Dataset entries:
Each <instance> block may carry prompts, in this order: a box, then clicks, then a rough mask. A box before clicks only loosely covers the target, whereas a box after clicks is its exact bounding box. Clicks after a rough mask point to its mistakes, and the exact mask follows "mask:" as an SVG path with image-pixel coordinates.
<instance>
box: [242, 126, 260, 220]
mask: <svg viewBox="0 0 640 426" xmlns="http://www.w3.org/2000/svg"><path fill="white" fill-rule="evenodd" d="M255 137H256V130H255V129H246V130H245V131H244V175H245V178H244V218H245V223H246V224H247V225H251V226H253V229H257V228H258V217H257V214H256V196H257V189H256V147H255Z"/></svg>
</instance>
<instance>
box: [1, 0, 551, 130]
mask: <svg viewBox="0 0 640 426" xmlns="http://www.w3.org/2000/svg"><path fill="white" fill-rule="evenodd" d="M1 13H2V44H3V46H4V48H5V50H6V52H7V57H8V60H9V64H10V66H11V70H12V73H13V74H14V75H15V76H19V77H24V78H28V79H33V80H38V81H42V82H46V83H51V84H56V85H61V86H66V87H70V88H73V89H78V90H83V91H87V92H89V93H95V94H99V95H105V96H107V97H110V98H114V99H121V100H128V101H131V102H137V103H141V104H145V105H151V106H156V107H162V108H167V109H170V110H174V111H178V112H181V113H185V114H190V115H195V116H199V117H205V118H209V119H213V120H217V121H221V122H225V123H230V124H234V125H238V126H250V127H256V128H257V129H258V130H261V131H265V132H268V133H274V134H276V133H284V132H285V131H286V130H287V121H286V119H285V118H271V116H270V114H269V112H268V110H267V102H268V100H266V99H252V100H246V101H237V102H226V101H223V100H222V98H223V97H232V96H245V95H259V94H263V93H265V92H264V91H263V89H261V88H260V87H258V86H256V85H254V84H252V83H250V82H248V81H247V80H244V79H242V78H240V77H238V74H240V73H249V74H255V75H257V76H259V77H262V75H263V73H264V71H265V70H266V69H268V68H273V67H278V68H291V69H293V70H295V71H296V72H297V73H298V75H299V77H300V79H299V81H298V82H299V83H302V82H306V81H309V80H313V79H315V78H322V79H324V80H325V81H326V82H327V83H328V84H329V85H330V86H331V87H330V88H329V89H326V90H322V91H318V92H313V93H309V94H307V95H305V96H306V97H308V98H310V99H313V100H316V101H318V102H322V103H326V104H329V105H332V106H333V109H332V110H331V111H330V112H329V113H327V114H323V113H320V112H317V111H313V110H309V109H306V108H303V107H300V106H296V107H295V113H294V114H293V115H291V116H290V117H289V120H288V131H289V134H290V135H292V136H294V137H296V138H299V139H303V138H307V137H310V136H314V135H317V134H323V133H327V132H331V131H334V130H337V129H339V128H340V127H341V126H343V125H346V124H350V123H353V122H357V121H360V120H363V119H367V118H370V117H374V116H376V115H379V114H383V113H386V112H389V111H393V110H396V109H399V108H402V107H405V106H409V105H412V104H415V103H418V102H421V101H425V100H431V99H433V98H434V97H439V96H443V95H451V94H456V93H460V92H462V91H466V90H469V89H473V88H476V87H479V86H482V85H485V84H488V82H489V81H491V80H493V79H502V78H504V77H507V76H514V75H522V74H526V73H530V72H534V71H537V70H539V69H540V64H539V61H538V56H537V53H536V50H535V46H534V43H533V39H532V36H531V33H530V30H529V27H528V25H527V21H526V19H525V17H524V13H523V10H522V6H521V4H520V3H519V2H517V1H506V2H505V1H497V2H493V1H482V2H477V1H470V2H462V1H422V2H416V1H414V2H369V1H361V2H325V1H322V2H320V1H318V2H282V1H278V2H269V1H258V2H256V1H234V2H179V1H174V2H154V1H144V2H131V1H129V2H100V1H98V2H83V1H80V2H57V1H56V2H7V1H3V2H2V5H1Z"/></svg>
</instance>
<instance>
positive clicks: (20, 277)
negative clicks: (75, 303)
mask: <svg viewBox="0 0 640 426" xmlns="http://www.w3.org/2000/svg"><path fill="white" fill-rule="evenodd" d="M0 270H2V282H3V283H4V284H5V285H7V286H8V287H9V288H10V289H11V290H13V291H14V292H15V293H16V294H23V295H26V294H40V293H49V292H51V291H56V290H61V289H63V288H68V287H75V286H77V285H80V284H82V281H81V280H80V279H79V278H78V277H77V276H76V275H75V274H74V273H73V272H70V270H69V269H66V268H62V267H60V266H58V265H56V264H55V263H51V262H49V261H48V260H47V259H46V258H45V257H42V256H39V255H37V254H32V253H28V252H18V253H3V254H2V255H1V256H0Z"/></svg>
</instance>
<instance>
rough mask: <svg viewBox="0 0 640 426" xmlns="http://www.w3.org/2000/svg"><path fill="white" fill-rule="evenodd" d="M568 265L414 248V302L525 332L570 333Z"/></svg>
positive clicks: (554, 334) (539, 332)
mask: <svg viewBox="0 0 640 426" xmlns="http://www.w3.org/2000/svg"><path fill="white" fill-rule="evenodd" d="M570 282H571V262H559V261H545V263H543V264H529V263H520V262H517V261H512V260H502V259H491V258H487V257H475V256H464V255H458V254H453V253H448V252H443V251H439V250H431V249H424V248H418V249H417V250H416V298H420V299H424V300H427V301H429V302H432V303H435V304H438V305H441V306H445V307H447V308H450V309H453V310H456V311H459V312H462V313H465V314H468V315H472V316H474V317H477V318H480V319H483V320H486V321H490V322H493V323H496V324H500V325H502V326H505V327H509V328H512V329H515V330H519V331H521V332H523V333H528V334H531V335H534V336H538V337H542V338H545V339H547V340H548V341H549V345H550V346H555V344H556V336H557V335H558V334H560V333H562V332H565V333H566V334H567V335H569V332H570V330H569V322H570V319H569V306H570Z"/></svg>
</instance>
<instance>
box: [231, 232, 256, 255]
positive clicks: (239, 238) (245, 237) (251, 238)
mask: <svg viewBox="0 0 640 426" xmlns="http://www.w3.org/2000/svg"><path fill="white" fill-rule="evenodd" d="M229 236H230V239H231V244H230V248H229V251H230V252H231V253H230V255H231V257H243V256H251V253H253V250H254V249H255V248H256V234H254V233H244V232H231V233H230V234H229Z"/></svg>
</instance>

---

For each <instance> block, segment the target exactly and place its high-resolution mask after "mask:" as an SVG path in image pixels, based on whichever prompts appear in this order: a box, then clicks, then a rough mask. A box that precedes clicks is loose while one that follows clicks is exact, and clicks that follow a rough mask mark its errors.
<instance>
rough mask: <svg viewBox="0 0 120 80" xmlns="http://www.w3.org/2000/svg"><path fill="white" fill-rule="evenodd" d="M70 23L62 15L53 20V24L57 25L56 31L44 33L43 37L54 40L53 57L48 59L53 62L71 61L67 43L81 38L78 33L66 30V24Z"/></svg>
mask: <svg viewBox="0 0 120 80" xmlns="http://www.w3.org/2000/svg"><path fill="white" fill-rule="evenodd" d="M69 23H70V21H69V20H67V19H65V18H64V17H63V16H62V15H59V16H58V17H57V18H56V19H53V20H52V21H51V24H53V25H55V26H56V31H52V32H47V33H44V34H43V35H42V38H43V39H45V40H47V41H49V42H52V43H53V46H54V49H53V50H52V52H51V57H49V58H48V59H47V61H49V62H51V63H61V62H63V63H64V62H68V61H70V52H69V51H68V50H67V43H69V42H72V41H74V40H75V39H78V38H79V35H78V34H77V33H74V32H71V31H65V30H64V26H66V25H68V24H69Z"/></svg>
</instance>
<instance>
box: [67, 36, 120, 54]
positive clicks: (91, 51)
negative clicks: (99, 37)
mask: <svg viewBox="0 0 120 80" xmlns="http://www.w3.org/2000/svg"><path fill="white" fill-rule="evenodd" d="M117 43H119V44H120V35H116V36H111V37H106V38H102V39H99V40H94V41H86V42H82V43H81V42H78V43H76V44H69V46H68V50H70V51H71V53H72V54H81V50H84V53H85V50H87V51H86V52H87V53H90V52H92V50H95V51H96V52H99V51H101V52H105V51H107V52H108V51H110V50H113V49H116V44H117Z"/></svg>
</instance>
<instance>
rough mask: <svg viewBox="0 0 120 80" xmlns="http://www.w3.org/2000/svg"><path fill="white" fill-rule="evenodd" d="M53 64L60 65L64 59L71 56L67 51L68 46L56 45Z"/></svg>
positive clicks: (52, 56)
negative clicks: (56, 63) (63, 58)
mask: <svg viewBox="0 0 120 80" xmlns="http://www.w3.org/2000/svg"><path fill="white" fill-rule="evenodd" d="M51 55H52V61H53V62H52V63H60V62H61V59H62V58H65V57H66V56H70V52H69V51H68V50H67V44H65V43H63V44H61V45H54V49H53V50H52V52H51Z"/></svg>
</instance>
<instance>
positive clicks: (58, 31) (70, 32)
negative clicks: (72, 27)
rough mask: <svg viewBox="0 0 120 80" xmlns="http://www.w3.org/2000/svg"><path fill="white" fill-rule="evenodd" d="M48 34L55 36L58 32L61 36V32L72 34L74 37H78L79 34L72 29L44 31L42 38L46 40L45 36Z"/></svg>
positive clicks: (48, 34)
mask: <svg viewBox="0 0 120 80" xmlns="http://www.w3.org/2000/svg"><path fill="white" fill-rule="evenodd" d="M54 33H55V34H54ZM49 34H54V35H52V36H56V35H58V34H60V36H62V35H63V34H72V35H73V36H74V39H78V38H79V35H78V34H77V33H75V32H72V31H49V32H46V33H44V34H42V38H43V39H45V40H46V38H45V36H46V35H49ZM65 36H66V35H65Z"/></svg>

> Exercise
Wherever a line in the data above contains the word "then", copy that line.

> Result
Each <instance> block may carry prompts, in this order: a box, then clicks, then a rough mask. A box before clicks only loosely covers the target, whereas a box after clicks is its exact bounding box. Clicks after a rough mask point to its mistakes, and the exact mask follows "mask:" as an SVG path with image-pixel coordinates.
For each <instance> block, segment the target exactly and place its high-resolution mask after "mask:" as an SVG path in image pixels, based on whichever prompts appear in this order: a box, then clicks, then a rough mask. A box that precedes clicks is loose while one that follows clicks is exact, and clicks that follow a rough mask mark its errors.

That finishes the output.